#### DATA UNDER STUDY:
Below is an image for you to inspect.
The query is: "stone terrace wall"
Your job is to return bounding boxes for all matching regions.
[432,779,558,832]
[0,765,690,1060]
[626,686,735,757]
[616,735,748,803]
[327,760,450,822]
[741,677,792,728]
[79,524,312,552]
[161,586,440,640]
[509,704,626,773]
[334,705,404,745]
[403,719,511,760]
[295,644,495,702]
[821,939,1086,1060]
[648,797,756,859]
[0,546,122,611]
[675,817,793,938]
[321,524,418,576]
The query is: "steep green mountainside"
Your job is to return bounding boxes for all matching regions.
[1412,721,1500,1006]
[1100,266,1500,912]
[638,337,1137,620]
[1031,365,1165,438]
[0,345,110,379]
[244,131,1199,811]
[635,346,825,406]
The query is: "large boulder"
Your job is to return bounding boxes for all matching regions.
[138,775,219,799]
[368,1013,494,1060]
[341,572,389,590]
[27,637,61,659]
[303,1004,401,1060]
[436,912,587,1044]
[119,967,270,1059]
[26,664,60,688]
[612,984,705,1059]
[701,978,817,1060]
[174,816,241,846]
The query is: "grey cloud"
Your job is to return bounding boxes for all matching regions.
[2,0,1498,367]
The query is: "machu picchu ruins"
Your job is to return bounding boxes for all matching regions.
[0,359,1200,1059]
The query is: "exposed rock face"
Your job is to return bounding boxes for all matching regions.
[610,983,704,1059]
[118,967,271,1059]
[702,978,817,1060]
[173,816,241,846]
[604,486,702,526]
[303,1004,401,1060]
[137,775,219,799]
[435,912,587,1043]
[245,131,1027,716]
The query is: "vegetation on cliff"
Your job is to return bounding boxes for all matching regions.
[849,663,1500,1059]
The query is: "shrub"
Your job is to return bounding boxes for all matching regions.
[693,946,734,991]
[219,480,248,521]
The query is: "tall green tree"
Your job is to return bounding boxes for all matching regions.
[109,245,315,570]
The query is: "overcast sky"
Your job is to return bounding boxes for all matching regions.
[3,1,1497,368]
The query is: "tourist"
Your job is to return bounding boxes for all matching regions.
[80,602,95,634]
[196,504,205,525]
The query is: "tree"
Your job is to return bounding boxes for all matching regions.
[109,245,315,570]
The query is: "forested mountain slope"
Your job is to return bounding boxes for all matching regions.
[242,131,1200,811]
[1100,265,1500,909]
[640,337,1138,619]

#### WHAT THE TASK REQUIRES:
Return all of the data above verbatim.

#### RESULT OF THIS EXERCISE:
Below is an image for you to inspect.
The query is: "stone terrace wall"
Your job is to return bounding boxes for all matching regions.
[432,779,558,832]
[0,765,690,1060]
[626,686,735,757]
[616,735,748,803]
[327,760,450,822]
[741,677,792,728]
[79,524,312,552]
[161,586,440,640]
[509,704,626,773]
[334,705,404,745]
[403,719,511,760]
[295,644,495,702]
[821,939,1086,1060]
[648,797,756,859]
[0,546,122,611]
[675,817,793,938]
[321,524,418,576]
The query is: "steep green mountainside"
Your job is to return bounding boxes for all matching regions.
[1412,721,1500,1006]
[1100,266,1500,912]
[638,337,1137,620]
[1031,365,1165,438]
[0,345,110,379]
[244,131,1199,811]
[635,346,825,406]
The query is: "large boulder"
Your job is to return bounding boxes for all matching regions.
[138,775,219,799]
[368,1013,494,1060]
[341,572,389,590]
[27,637,61,659]
[303,1004,401,1060]
[436,912,587,1044]
[119,967,270,1059]
[26,664,60,688]
[612,984,705,1059]
[701,978,817,1060]
[174,816,241,846]
The query is: "grey cloud"
Your job is to return bounding boxes for all matching regions.
[2,0,1498,367]
The query is: "machu picchu ruins"
Your job is to return bounding boxes for all matching regions.
[0,359,1200,1059]
The query is: "exposed rock face"
Your job is to return bounding boxes for all matching regions.
[610,983,704,1059]
[118,967,271,1059]
[702,978,817,1060]
[173,816,241,846]
[604,486,702,526]
[303,1004,401,1060]
[137,775,219,799]
[435,912,587,1043]
[245,131,1027,716]
The query is: "vegetation on cliff"
Your job is to return bounding boxes for all matching regions.
[849,663,1500,1059]
The query is: "shrub"
Your job is to return bounding boxes for all matching regions.
[693,946,734,991]
[219,480,248,521]
The query is: "tall green tree"
Your job is to return bounding boxes for all matching regions.
[109,245,315,570]
The query is: "overcast sky"
Your job is to return bounding boxes for all matching regions.
[3,1,1497,368]
The query is: "tourist"
Your job is to return bounding boxes for all matching regions.
[80,602,95,634]
[196,504,205,525]
The query is: "tree"
Your job is to return bounding boxes for all matching regions.
[109,245,315,570]
The query is: "forested mountain slope"
Your job is to return bounding boxes for all matching regions.
[242,131,1200,811]
[1100,265,1500,909]
[640,337,1138,619]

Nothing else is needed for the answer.